> Directions:
Hand back the entries below exactly.

● ● ● ● ●

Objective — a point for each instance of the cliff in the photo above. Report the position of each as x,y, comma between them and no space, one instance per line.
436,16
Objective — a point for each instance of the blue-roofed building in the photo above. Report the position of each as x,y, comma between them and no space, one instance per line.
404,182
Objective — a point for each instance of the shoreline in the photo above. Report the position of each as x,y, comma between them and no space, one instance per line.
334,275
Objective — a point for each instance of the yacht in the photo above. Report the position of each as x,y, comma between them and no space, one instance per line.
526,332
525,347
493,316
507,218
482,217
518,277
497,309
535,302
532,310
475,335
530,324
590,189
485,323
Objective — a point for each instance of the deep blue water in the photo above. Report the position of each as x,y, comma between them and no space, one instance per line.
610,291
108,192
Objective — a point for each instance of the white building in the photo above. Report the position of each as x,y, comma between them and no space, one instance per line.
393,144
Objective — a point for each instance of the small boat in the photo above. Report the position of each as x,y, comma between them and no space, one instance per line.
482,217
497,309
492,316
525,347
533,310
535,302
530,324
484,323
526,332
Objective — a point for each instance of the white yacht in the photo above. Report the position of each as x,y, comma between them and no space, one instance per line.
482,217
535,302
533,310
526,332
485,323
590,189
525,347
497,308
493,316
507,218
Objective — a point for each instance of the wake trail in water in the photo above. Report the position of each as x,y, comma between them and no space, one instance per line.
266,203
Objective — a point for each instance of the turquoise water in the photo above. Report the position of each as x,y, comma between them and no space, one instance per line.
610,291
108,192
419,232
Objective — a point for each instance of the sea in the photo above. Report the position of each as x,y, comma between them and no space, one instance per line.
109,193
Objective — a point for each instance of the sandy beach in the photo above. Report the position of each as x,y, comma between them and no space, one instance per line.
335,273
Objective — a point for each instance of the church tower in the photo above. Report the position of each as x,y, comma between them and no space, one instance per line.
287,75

● ● ● ● ●

> Result of this exercise:
Objective — a point for each instance of the cliff in the photo above. Report the position of each as x,y, comma between them and no space, one instance per line.
436,16
Objective — a point for each instance of the blue-roofed building in the photo above. Report the position of each as x,y, comma between them and no space, one instance per line.
404,182
Objective — a point for each instance of the shoreline in the photo above. Report the position of each as x,y, comma between them and no space, one instance per line.
334,275
Objective — a point for each instance of the yacht in the photo above. Report the position of each as x,y, comma between them and no space, one instance per line.
526,332
525,347
493,316
507,218
482,217
518,277
497,309
535,302
532,310
475,335
530,324
590,189
485,323
Objective — a point for each instance of the deep blue water in the photo above. Report the position of each as x,y, comma between them and no space, one instance per line.
610,291
108,192
Objective — a point for each instance of the white building in the photo above. Report the position of each as x,y, comma between them and no space, one instance per line.
393,144
Objective — a point for each instance of the small boat in the photo above. Report the position of each as x,y, comma between them and no space, one instance per line.
482,217
497,309
492,316
525,347
533,310
535,302
530,324
484,323
526,332
Objective — a point for each instance of the white yacht in the photo above. Report the position of each as x,y, comma between them and no space, one instance per line.
482,217
535,302
533,310
526,332
485,323
590,189
525,347
497,308
493,316
507,218
Objective — a point for each instance of the wake trail in water in the photo above. Report the position of each as x,y, comma between them and no space, one instance per line.
266,203
Objective — a point for each instance of the turquoise water in the photo above. Report the position of each as x,y, comma between them and no space, one instance per line.
610,291
108,192
419,232
Objective — a point for each instance of the sea in the photo above. Report the position of each as x,y, comma between them and no space, one instance per line.
109,193
Objective — a point for each instance of the sandy beach in the photo above. Report the position of each as x,y, comma between them and no space, one instance per line.
335,273
Objective — a point for each instance of the church tower in the photo above. Report the position of each as x,y, comma between them and no space, one instance per line.
287,75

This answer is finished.